*** Records for the exercise

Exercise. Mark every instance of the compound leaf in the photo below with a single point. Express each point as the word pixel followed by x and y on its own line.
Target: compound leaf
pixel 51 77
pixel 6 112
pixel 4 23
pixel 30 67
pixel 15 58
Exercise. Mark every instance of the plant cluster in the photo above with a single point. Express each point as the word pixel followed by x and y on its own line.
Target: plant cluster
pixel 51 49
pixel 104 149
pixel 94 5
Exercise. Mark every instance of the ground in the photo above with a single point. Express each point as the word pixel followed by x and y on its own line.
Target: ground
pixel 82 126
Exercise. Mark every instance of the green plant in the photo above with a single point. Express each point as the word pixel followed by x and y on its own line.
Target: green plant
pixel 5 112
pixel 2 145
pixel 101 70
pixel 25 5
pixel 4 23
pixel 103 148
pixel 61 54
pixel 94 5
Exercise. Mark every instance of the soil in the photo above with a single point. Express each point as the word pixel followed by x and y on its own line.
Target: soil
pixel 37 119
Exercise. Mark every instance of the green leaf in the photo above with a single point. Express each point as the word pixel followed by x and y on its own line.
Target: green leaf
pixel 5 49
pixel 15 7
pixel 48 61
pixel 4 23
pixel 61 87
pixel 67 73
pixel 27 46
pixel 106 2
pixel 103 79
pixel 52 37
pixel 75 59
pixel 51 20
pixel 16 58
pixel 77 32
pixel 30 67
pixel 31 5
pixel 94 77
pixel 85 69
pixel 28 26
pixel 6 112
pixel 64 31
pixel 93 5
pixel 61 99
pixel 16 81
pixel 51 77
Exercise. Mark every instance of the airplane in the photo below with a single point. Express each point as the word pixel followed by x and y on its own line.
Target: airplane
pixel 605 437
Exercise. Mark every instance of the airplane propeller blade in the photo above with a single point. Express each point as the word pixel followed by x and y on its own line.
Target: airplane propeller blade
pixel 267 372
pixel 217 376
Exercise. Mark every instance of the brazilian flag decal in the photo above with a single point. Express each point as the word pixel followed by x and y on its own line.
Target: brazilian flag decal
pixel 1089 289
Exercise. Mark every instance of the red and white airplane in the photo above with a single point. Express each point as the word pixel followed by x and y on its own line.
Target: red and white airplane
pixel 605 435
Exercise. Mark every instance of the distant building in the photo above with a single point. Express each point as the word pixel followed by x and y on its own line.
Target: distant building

******

▸ **Task goal**: Rewrite the lines of data from the one containing "Exercise. Mark every instance of the distant" through the end of the data, changing "building" to "structure" and leaving everything else as it is.

▸ **Written answer**:
Exercise. Mark every instance of the distant structure in the photo above with a single point. Express each point as the word pixel followed by x and y on its own line.
Target: distant structure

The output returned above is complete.